**Provided passage:**

The problem is that the completion callback is caller private. The only way
is to intercept the code that is calling the cb, but this code is format
specific
- means many places in the source code. For our reason I think that we can
live
with treating a write that was cancel as a dirty block. What do you think?

I will fix all of the above and will resend the patch.

Thanks for the review.
- Liran

Patch

diff --git a/block.c b/block.c
index 33f3d65..bf5f7a6 100644
--- a/block.c
+++ b/block.c
@@ -61,6 +61,8 @@  BlockDriverState *bdrv_first;
 
 static BlockDriver *first_drv;
 
+static BlockDriverDirtyHandler *bdrv_dirty_handler = NULL;
+
 int path_is_absolute(const char *path)
 {
     const char *p;
@@ -626,6 +628,10 @@  int bdrv_write(BlockDriverState *bs, int64_t sector_num,
     if (bdrv_check_request(bs, sector_num, nb_sectors))
         return -EIO;
 
+    if(bdrv_dirty_handler != NULL) {
+      bdrv_dirty_handler(bs, sector_num, nb_sectors);
+    }
+    
     return drv->bdrv_write(bs, sector_num, buf, nb_sectors);
 }
 
@@ -1162,6 +1168,11 @@  int bdrv_write_compressed(BlockDriverState *bs, int64_t sector_num,
         return -ENOTSUP;
     if (bdrv_check_request(bs, sector_num, nb_sectors))
         return -EIO;
+    
+    if(bdrv_dirty_handler != NULL) {
+      bdrv_dirty_handler(bs, sector_num, nb_sectors);
+    }
+    
     return drv->bdrv_write_compressed(bs, sector_num, buf, nb_sectors);
 }
 
@@ -1359,6 +1370,10 @@  BlockDriverAIOCB *bdrv_aio_writev(BlockDriverState *bs, int64_t sector_num,
     if (bdrv_check_request(bs, sector_num, nb_sectors))
         return NULL;
 
+    if(bdrv_dirty_handler != NULL) {
+      bdrv_dirty_handler(bs, sector_num, nb_sectors);
+    }
+    
     ret = drv->bdrv_aio_writev(bs, sector_num, qiov, nb_sectors,
                                cb, opaque);
 
@@ -1869,7 +1884,19 @@  BlockDriverAIOCB *bdrv_aio_ioctl(BlockDriverState *bs,
     return NULL;
 }
 
+
+
 void *qemu_blockalign(BlockDriverState *bs, size_t size)

**Given exercise:**
Output, word for word, the part of the patch message that opens with the words containing "diff --git a/block.c" and closes with "path_is_absolute(const char *path)".

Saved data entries

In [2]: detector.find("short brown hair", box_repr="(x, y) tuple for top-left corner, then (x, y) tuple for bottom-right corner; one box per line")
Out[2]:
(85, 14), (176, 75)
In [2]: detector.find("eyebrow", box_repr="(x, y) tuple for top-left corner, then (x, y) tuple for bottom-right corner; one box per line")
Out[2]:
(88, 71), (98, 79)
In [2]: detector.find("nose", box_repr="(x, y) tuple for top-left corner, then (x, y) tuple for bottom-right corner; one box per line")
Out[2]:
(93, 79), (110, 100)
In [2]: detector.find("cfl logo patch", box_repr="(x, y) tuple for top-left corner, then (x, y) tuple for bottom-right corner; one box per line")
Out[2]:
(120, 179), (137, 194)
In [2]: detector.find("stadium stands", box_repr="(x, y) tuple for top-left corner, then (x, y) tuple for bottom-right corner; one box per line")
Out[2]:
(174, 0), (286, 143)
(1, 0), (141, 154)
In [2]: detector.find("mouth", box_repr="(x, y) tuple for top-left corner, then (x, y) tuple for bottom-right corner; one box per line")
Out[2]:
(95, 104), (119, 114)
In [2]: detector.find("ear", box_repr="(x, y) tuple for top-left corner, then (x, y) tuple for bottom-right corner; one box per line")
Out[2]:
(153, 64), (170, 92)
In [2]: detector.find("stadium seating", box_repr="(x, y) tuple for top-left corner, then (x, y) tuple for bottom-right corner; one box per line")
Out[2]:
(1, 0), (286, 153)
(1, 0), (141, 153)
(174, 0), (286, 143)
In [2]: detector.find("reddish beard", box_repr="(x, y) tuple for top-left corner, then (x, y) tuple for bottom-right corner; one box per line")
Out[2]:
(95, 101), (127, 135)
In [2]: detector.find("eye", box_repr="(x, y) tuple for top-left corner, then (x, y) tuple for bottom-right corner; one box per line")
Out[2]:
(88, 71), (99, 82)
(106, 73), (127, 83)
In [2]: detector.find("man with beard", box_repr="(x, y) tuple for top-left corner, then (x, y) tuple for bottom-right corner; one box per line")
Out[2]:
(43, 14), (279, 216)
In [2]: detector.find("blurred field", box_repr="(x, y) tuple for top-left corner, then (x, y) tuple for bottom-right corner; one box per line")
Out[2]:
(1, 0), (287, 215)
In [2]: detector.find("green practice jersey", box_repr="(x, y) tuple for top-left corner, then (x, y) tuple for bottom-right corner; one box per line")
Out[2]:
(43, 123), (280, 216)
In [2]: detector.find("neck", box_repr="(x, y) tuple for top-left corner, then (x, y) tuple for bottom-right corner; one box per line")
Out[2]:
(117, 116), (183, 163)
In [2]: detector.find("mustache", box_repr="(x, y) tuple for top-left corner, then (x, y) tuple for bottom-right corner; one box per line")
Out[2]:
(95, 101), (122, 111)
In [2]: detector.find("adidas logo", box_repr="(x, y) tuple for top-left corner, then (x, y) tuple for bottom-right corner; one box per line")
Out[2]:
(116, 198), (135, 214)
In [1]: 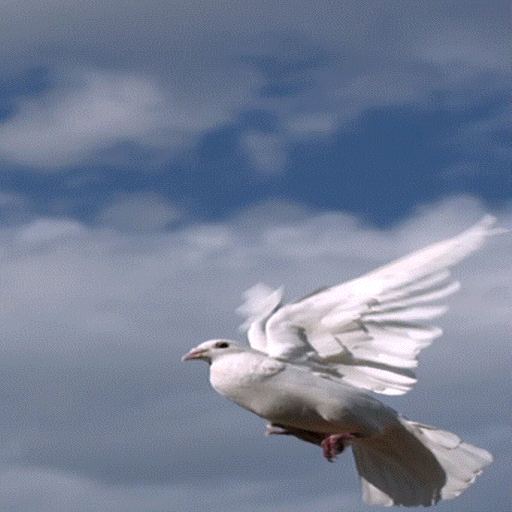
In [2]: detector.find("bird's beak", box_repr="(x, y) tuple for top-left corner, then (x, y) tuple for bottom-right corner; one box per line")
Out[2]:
(181, 348), (206, 361)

**Complete response:**
diff --git a/block.c b/block.c
index 33f3d65..bf5f7a6 100644
--- a/block.c
+++ b/block.c
@@ -61,6 +61,8 @@  BlockDriverState *bdrv_first;
 
 static BlockDriver *first_drv;
 
+static BlockDriverDirtyHandler *bdrv_dirty_handler = NULL;
+
 int path_is_absolute(const char *path)